## Work required
Your task is to output the listing word for word, with pictures excluded.

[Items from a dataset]

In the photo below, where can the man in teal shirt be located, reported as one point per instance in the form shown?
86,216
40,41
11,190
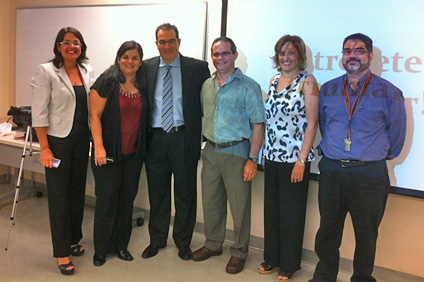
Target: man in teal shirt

## Solution for this task
In the photo below, where can the man in teal shirt be located, reported as one point per instance in the form shown?
86,216
40,41
11,190
Target: man in teal shirt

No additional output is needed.